(Dataset entries)
□ □ □ □ □
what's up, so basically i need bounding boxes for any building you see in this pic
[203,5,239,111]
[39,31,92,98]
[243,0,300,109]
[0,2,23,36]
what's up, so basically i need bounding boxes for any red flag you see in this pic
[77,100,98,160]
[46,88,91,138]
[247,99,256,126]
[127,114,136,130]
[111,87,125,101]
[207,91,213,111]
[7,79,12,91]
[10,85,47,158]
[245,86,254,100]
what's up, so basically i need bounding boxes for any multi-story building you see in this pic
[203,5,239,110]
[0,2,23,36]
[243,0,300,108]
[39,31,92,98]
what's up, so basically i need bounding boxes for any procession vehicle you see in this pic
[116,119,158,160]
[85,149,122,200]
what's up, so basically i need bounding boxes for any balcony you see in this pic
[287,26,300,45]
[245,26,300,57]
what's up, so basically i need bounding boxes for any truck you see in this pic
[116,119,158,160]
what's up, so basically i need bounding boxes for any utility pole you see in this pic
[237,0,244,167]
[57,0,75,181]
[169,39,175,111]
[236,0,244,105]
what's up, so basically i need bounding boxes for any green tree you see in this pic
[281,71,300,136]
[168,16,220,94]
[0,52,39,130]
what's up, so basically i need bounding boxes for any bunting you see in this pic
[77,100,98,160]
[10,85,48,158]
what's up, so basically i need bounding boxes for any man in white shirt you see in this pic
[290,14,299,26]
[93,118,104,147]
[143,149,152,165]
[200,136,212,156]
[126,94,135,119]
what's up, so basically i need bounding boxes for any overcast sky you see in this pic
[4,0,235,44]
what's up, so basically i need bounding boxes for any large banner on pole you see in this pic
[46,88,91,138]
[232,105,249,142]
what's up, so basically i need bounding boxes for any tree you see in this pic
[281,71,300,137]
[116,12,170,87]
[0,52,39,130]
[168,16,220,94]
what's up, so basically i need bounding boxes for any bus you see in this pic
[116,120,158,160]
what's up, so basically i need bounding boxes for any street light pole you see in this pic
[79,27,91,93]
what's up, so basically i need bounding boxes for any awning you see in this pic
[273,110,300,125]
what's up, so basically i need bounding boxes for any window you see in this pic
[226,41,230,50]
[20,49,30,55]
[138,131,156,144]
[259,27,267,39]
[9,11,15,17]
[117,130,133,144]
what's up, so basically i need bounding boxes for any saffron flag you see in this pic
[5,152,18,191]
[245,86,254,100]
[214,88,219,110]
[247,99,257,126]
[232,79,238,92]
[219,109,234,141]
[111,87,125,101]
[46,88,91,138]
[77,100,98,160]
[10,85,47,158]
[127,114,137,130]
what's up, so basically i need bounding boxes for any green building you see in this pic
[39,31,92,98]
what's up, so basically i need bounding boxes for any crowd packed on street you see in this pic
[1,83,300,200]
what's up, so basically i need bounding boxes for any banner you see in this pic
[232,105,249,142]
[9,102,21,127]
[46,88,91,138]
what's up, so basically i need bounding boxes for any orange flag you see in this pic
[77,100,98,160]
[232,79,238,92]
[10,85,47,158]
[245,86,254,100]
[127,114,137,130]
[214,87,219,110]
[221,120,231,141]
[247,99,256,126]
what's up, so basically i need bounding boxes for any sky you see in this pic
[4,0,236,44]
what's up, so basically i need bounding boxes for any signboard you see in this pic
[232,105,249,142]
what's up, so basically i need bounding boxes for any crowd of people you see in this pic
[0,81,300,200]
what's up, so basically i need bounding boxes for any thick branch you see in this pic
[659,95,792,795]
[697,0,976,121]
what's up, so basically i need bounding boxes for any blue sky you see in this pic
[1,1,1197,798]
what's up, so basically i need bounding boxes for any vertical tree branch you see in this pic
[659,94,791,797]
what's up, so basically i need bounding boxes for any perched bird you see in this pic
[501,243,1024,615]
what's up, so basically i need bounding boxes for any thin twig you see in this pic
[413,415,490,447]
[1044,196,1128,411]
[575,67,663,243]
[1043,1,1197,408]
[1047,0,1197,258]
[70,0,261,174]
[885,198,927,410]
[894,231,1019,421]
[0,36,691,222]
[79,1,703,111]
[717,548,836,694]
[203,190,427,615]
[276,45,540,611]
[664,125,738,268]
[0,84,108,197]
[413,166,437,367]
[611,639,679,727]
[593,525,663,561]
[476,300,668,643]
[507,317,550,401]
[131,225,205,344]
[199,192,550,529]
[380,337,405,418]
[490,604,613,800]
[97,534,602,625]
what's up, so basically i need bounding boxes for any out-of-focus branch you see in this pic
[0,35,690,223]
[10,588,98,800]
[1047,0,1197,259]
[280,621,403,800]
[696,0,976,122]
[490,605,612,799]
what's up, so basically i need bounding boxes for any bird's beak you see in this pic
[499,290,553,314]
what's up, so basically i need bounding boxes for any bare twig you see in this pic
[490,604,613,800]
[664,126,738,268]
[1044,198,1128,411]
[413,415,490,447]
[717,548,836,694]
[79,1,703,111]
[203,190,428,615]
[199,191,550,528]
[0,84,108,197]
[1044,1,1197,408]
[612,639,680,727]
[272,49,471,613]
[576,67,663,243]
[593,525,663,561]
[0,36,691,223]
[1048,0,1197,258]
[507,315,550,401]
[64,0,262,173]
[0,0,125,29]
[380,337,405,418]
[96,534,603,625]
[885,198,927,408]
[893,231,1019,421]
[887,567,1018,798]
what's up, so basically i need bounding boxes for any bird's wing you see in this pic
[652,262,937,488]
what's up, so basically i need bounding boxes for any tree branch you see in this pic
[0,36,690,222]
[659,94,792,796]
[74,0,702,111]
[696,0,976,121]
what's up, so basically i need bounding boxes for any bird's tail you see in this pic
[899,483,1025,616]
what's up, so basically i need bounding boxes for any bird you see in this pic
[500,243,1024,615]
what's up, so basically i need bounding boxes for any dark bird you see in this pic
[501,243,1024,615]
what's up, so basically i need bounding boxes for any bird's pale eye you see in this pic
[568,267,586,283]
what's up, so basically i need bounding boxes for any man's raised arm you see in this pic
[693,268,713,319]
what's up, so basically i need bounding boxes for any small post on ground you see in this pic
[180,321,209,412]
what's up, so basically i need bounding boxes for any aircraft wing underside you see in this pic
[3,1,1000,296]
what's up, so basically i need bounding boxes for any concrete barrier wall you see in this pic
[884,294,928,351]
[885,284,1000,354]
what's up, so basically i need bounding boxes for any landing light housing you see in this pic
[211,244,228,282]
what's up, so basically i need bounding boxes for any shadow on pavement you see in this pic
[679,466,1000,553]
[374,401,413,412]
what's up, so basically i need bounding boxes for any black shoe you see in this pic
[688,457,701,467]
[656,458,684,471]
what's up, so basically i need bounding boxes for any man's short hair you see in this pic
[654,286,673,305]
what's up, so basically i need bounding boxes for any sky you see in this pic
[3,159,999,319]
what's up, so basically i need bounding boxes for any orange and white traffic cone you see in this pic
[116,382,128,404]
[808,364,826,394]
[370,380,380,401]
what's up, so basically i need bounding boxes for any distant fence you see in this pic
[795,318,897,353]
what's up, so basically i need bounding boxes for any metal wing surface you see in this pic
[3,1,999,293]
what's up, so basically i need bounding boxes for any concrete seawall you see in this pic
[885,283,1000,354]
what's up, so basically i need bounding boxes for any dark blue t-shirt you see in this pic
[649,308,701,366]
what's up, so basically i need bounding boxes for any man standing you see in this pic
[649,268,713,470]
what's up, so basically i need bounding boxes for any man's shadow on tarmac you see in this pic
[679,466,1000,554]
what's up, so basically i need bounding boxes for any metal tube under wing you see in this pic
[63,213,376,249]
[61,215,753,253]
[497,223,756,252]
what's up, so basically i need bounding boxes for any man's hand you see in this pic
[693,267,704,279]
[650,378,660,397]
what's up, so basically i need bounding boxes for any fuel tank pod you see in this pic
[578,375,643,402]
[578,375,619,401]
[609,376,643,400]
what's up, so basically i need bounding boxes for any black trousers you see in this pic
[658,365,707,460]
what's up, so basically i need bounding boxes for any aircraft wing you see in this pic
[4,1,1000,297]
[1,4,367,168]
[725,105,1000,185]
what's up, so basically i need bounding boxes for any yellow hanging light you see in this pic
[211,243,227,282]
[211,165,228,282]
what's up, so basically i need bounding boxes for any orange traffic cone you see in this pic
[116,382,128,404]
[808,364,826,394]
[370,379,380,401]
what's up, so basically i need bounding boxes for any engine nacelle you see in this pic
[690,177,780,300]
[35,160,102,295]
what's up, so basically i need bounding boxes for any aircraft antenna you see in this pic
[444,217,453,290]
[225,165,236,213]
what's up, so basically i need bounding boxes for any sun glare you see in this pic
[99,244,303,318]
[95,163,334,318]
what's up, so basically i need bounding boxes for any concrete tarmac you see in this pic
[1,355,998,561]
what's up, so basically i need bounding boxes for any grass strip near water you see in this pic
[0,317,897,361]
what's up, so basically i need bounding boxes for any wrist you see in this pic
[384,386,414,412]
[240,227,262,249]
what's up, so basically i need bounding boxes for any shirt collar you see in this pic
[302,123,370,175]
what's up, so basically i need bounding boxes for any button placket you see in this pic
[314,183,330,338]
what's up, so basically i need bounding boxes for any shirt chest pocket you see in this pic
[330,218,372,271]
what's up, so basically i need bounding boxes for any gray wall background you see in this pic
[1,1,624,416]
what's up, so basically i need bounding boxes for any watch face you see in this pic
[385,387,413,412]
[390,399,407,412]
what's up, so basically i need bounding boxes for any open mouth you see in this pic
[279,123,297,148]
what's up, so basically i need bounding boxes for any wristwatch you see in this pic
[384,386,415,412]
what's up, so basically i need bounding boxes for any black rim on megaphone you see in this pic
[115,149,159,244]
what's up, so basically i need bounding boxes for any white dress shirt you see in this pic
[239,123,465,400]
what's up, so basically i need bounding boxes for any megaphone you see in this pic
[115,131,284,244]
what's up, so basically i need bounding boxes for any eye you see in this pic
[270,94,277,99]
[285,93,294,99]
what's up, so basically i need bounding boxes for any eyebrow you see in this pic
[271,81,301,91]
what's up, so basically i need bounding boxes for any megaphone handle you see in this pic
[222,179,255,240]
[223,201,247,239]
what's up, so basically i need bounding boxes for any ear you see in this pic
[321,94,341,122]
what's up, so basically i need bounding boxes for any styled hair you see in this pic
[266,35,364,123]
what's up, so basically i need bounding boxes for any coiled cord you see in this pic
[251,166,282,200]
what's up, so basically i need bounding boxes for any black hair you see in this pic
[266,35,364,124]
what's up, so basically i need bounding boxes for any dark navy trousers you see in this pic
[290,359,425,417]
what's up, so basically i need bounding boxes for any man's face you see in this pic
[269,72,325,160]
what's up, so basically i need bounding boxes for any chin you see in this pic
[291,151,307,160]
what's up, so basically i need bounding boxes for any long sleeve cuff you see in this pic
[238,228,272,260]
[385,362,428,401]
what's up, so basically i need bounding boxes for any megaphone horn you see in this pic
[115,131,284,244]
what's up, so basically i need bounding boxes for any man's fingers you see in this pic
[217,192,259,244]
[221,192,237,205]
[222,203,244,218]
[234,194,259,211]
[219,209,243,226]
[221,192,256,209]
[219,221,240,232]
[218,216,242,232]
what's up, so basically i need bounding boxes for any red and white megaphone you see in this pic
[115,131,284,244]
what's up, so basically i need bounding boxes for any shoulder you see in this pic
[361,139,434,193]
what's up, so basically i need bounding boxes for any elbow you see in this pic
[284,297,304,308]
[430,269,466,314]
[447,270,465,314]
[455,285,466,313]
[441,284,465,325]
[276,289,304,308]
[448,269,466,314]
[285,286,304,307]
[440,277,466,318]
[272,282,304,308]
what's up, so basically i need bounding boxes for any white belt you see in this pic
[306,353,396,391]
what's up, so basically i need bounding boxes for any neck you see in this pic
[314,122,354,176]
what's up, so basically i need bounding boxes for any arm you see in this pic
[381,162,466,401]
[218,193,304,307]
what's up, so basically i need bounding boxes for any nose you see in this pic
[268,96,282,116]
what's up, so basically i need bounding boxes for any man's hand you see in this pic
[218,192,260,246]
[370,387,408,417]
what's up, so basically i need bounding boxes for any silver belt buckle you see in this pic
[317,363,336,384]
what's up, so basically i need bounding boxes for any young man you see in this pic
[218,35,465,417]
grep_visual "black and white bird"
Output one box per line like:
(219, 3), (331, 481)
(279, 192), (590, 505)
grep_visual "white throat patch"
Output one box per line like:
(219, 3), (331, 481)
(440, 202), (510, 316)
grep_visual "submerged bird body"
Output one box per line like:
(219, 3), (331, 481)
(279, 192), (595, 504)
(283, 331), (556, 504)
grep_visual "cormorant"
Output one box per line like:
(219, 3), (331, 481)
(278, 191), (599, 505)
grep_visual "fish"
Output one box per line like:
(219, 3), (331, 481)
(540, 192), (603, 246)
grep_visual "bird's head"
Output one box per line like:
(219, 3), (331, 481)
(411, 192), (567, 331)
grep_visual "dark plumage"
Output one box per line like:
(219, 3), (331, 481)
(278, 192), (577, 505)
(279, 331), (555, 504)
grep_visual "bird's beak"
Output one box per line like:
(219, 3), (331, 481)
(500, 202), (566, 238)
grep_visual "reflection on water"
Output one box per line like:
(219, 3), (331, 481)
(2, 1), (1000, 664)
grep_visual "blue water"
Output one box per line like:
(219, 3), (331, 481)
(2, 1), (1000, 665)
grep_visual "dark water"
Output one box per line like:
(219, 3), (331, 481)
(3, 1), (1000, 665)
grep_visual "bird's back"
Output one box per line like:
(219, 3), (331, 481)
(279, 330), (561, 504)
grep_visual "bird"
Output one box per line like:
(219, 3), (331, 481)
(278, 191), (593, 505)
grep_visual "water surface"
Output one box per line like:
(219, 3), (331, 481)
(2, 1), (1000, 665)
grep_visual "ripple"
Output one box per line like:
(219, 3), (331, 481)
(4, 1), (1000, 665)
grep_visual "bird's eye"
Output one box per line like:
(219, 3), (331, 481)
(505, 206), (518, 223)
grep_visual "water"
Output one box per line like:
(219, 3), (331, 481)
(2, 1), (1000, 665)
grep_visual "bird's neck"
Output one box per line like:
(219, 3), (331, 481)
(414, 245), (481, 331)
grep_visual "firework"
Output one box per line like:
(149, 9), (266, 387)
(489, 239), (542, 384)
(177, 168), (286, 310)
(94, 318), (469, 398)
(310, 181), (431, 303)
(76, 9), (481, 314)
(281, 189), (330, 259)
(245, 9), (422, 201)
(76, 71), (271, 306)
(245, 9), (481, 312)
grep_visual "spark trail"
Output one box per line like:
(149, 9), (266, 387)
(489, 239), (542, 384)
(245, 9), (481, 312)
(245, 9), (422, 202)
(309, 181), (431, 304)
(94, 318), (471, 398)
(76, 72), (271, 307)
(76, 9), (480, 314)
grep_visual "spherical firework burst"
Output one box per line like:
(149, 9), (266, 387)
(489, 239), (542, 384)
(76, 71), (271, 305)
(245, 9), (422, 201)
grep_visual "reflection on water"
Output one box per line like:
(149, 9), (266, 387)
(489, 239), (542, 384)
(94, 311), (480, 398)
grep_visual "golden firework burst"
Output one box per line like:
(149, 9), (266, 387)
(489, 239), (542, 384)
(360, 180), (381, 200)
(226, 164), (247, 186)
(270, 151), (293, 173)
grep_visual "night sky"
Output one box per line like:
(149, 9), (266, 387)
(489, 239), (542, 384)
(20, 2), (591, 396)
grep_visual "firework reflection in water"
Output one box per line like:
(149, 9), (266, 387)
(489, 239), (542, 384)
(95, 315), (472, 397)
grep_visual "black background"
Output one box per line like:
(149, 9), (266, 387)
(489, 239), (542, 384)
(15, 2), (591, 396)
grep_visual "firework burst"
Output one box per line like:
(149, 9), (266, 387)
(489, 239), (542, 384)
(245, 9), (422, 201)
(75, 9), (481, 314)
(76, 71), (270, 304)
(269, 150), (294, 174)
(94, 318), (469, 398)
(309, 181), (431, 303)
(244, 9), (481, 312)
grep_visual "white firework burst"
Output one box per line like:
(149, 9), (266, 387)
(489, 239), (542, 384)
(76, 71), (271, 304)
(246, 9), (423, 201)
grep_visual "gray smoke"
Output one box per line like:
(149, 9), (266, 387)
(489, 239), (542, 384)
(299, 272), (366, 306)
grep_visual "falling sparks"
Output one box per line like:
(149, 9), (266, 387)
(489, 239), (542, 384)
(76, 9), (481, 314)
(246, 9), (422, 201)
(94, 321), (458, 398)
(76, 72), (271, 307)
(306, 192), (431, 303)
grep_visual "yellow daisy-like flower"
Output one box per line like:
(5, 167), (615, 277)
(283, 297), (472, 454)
□ □ □ □ □
> EXERCISE BRIEF
Lines with the word "burst": how many appear in the data? State only the number.

> EXERCISE SOLUTION
4